Records to process ::
+--

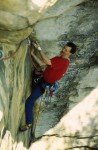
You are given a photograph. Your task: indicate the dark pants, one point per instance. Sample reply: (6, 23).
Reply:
(36, 93)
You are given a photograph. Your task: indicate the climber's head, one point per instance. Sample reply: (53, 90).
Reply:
(68, 49)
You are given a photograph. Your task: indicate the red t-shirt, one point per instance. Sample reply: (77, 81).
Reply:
(57, 70)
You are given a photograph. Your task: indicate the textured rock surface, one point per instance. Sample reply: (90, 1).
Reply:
(70, 120)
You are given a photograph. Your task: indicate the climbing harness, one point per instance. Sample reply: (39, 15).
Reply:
(50, 90)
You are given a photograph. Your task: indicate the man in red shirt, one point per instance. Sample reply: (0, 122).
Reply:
(54, 71)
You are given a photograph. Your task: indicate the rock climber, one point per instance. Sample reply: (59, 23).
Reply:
(54, 71)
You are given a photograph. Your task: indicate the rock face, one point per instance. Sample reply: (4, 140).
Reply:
(70, 120)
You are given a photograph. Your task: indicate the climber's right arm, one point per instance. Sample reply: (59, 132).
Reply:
(46, 60)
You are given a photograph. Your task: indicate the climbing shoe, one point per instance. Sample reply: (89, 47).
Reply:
(25, 127)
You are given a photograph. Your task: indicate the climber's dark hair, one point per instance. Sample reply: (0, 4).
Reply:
(73, 47)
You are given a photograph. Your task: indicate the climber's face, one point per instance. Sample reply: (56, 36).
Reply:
(66, 51)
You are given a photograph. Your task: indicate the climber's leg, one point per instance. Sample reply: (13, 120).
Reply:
(37, 92)
(30, 103)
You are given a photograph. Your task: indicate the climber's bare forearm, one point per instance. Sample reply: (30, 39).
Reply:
(46, 60)
(38, 61)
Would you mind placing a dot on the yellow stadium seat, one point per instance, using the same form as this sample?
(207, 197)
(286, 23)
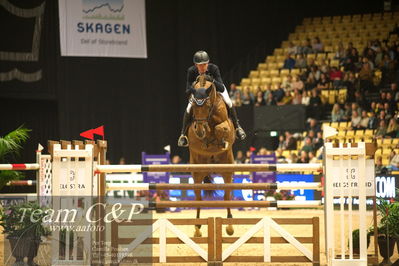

+--

Task to carry out :: Transcribe the data exactly and leave no picture in the copy.

Answer to the problem ::
You are given a photograph. Your task: indicate the dark pants, one point per instance. Sample reply: (6, 23).
Reply:
(36, 93)
You are given a photograph. Your task: indicate the climber's head, one point per instance. Sample reply: (53, 90).
Reply:
(68, 49)
You are given a photograph. Your task: indicate the red t-shirt, one point per instance. Sample reply: (77, 81).
Reply:
(57, 70)
You are given a photograph. Your task: indicate the textured rock surface, one point per instance. Sample reply: (90, 1).
Reply:
(70, 120)
You are given a photograph. Your task: indicate the climbing harness, one point per instance. Sample reply: (39, 15).
Reply:
(50, 90)
You are given a photograph. Your task: indicate the man in red shirt, one point per instance. Sample reply: (0, 122).
Reply:
(54, 71)
You are given a photograph. Your task: indicate the rock climber, one point per instance. Sample reply: (59, 23).
Reply:
(54, 71)
You are given a photograph. Your task: indicate the rock face, one point per instance. Sample reply: (4, 140).
Reply:
(70, 120)
You are given a photograph. Your task: indicate the climber's right arm, one point per instance. Sample reply: (59, 132).
Reply:
(46, 60)
You are given a photograph. Your task: indicate the climbing shoe, one point per instance. Sample reply: (89, 47).
Reply:
(25, 127)
You are given a photograph. Your task: indicate the climber's dark hair, one point per instance. Sample reply: (0, 4).
Reply:
(73, 47)
You are given a photograph. Your task: indicate the climber's face, one point per instance. Sample reply: (56, 36).
Reply:
(66, 51)
You are given a photograph. Your task: indicate the climber's leg, one point per instance. Sample reply: (13, 120).
Reply:
(37, 92)
(30, 103)
You are given a photograph. Your task: indicate the climber's bare forearm, one point per instance. Sample reply: (30, 39).
Reply:
(46, 60)
(38, 61)
Would you mind placing a dot on the yellow stadium seat, one point per instance, using the same form as this sample?
(207, 197)
(286, 23)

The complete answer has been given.